## Directions for this task
Copy each of the rows below word for word, with no changes.

[Information supplied Boundary: Start]

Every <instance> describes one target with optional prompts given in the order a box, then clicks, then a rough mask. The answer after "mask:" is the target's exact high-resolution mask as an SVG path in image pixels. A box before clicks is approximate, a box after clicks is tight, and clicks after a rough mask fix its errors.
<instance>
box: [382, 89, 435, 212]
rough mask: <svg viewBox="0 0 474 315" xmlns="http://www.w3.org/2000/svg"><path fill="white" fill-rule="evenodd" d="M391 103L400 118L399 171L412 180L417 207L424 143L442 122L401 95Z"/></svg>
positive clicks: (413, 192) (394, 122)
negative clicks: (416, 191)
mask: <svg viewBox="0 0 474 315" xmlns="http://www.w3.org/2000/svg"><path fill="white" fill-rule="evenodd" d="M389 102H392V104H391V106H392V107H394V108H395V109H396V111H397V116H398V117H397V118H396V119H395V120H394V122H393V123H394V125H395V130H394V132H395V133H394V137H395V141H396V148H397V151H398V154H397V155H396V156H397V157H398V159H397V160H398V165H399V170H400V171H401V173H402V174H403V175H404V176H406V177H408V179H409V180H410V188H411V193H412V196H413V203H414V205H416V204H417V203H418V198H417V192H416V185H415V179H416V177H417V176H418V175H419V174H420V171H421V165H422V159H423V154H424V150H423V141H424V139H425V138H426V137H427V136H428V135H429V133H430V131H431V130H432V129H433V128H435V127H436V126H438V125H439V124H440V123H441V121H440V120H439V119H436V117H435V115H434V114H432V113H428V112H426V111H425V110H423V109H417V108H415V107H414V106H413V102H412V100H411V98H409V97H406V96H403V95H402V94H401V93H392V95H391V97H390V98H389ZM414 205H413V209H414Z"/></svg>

[Information supplied Boundary: End]

## Result for this exercise
Every <instance> describes one target with optional prompts given in the order a box, then clicks, then a rough mask. The answer after "mask:" is the target's exact high-resolution mask as an SVG path in image pixels. A box before clicks is approximate, a box after clicks is tight, and clicks after a rough mask fix its errors.
<instance>
box: [382, 89, 435, 212]
rough mask: <svg viewBox="0 0 474 315" xmlns="http://www.w3.org/2000/svg"><path fill="white" fill-rule="evenodd" d="M391 103L400 118L399 171L412 180L417 207L424 143L442 122L401 95Z"/></svg>
positive clicks: (413, 192) (394, 122)
negative clicks: (416, 191)
mask: <svg viewBox="0 0 474 315" xmlns="http://www.w3.org/2000/svg"><path fill="white" fill-rule="evenodd" d="M389 102H392V104H391V106H392V107H394V108H395V109H396V111H397V116H398V117H397V118H396V119H395V120H394V122H393V123H394V125H395V130H394V132H395V133H394V137H395V141H396V148H397V151H398V154H397V155H396V156H397V157H398V159H397V160H398V165H399V170H400V171H401V173H402V174H403V175H404V176H406V177H408V179H409V180H410V188H411V193H412V196H413V203H414V205H416V204H417V203H418V198H417V192H416V185H415V179H416V177H417V176H418V175H419V174H420V171H421V165H422V159H423V154H424V150H423V141H424V139H425V138H426V137H427V136H428V135H429V133H430V131H431V130H432V129H433V128H435V127H436V126H438V125H439V124H440V123H441V121H440V120H439V119H436V117H435V115H434V114H432V113H428V112H426V111H425V110H423V109H417V108H415V107H414V106H413V102H412V100H411V98H409V97H406V96H403V95H402V94H401V93H392V95H391V97H390V98H389ZM414 205H413V209H414Z"/></svg>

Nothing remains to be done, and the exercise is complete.